Object location annotation data:
---

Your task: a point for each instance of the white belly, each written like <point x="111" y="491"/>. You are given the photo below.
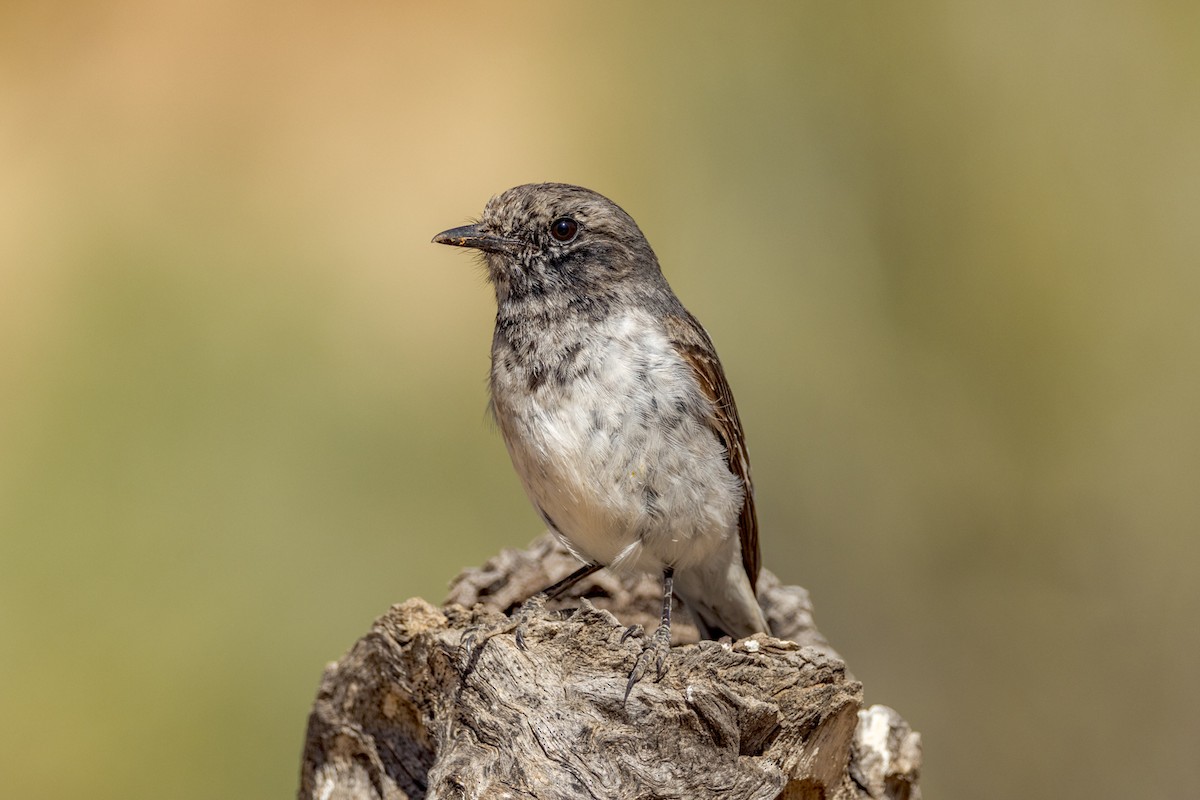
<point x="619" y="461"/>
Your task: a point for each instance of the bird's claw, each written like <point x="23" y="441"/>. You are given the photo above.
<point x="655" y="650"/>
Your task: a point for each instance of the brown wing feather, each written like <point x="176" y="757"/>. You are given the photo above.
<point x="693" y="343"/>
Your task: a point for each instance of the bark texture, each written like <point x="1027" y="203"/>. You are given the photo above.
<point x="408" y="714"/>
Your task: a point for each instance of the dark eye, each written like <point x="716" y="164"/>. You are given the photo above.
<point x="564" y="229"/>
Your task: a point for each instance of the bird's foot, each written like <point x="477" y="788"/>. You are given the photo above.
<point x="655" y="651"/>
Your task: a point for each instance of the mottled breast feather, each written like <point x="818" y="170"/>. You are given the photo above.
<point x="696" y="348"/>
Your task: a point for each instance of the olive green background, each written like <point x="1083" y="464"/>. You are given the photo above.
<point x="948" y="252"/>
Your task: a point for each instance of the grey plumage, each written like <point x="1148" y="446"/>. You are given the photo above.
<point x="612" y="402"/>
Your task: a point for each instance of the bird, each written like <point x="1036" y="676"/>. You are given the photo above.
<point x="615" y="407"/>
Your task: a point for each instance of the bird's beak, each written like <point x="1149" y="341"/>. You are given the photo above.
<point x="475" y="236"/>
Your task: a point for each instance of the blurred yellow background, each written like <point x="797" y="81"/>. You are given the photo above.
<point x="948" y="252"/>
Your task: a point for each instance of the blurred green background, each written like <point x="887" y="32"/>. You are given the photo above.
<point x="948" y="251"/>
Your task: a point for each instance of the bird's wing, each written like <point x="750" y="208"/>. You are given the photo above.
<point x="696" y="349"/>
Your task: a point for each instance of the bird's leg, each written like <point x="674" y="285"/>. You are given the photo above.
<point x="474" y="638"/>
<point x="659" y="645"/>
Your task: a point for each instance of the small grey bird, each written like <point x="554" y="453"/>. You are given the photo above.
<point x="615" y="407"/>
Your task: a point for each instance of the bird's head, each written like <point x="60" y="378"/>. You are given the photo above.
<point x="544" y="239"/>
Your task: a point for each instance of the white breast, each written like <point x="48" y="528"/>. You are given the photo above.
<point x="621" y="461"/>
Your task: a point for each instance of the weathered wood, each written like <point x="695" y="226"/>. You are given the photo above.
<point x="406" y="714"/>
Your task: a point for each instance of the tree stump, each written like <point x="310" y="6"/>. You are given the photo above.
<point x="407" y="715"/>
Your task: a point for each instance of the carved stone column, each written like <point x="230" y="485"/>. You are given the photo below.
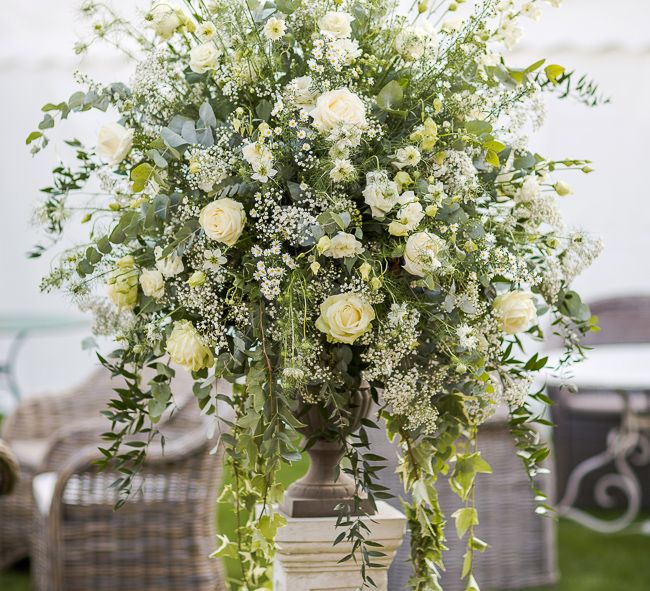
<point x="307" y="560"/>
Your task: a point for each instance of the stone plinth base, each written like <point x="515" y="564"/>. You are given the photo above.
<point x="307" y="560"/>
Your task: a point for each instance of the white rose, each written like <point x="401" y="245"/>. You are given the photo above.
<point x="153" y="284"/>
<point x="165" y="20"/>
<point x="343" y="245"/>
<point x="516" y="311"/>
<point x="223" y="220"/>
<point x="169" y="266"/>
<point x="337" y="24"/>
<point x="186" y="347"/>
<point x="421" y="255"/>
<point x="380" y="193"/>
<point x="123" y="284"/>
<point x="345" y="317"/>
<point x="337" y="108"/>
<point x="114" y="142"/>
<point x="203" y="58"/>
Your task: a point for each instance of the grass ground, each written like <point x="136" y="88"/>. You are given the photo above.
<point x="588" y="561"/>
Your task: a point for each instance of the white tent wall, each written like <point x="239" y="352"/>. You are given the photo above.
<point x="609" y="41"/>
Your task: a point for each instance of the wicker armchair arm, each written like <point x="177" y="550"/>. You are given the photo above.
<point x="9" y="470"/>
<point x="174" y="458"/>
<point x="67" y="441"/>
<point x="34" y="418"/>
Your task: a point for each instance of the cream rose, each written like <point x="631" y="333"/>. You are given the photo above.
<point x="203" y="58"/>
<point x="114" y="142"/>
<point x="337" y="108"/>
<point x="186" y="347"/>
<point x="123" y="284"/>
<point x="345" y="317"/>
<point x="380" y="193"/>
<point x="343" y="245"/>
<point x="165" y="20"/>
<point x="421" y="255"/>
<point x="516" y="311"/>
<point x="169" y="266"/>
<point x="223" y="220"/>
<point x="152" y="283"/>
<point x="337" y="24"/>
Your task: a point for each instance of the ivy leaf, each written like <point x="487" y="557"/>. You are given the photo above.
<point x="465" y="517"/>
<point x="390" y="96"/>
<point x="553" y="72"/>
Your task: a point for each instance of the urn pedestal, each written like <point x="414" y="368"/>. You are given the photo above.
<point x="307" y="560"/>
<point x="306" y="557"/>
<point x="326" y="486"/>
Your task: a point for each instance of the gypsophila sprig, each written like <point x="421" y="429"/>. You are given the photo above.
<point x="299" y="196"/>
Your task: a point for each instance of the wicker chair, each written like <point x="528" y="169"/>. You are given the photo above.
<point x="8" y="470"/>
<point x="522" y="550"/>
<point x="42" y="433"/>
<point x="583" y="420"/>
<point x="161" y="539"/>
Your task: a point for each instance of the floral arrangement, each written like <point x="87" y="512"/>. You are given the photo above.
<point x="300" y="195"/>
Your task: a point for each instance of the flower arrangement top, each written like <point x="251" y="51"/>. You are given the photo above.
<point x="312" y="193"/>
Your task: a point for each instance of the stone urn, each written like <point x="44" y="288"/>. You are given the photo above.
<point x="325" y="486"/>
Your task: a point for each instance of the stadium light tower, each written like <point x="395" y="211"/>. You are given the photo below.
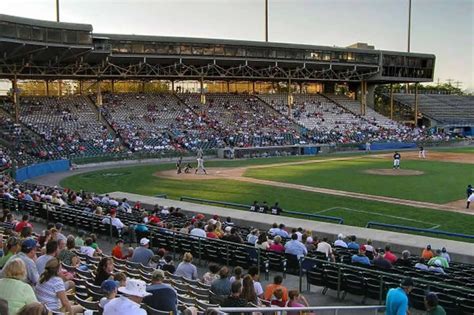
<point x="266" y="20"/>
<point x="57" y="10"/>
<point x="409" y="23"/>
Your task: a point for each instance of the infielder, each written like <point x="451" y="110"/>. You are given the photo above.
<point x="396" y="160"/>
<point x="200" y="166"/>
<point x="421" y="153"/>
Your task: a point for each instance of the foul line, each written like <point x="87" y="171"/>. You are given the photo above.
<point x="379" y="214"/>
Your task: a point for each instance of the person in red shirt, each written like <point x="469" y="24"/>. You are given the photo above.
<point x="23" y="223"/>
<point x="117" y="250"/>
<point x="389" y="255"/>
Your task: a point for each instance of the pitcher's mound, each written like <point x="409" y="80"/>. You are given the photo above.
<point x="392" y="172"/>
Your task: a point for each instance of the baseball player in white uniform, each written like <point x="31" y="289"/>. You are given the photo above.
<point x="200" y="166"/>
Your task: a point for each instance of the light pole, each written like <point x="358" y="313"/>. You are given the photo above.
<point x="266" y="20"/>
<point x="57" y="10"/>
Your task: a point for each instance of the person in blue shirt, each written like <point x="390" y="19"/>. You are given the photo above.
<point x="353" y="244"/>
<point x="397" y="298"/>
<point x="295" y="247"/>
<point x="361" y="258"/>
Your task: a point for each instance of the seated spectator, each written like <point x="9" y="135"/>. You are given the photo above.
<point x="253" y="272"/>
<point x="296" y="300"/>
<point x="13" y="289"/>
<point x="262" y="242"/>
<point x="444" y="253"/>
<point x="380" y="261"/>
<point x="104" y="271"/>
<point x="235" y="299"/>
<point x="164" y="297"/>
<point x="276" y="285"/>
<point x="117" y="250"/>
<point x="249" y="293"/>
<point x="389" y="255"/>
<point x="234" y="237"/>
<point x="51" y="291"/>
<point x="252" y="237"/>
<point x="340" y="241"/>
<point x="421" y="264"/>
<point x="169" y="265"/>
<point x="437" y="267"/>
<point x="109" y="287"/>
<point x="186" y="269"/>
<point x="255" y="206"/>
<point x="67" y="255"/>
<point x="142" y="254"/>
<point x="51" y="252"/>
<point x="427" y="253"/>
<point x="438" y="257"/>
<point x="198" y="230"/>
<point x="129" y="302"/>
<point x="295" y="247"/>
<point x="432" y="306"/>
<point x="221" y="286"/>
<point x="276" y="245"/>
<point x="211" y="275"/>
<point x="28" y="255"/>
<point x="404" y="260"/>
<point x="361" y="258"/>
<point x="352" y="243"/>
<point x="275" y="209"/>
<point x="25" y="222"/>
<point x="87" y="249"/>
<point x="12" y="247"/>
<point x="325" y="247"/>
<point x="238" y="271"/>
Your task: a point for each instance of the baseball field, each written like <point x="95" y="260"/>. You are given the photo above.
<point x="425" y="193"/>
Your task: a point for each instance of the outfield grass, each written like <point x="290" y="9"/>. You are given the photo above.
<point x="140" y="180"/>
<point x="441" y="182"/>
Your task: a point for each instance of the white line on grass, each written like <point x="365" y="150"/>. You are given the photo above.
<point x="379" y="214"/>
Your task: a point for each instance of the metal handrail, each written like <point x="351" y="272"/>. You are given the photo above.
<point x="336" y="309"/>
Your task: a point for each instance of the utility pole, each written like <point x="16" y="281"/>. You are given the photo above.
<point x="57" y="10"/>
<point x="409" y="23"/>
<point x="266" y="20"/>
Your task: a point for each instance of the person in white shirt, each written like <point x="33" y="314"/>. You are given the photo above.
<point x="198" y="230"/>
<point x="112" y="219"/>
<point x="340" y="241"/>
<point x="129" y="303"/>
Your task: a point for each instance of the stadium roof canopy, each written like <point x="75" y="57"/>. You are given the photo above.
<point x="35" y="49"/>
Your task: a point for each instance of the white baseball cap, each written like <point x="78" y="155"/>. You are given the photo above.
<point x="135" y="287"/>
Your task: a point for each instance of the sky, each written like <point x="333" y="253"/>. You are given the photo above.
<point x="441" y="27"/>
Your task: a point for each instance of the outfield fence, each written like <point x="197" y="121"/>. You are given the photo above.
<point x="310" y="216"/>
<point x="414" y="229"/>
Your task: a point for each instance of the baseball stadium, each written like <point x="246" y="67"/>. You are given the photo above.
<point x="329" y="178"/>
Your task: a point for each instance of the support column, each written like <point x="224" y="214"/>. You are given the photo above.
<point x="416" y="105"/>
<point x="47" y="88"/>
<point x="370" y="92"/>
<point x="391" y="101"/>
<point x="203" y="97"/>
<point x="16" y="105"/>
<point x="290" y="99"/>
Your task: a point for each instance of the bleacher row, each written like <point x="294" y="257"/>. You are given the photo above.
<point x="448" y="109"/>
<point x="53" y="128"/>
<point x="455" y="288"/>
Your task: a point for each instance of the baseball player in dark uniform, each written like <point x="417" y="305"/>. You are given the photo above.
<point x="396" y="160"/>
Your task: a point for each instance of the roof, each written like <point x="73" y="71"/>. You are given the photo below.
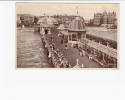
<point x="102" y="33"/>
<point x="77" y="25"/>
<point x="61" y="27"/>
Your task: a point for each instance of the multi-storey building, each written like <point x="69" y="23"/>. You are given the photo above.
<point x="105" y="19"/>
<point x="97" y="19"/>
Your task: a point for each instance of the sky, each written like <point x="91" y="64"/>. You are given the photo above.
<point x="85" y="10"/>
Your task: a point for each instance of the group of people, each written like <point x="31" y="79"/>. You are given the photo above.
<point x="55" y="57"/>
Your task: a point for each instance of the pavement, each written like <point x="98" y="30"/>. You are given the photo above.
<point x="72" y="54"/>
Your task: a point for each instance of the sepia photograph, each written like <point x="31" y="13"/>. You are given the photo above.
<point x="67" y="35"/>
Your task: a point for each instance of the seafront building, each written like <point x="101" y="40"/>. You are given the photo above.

---

◆ **Work to complete**: Could you quote, exactly as they appear, the line containing "Your task: a point for each instance of the multi-storey" and every line after it to the end of the records above?

◆ **Output for this task**:
Your task: a point for each instance of the multi-storey building, each written like <point x="69" y="23"/>. You are given the photo above.
<point x="105" y="19"/>
<point x="97" y="19"/>
Your task: a point for each instance of the sky, each written like <point x="91" y="64"/>. You are given the photo above.
<point x="85" y="10"/>
Your task: a point for each instance of the group of people, each written like <point x="31" y="79"/>. You are given the photo above.
<point x="55" y="57"/>
Your task: a point for each instance of the pavement, each written like <point x="98" y="30"/>. You are given the photo above.
<point x="72" y="54"/>
Your task: a point for each instance of the sepia photograph, each written like <point x="31" y="13"/>. You are given the photo above.
<point x="67" y="35"/>
Your task: a point for each instance of the seafront building, each written like <point x="101" y="40"/>. You are given the photo above.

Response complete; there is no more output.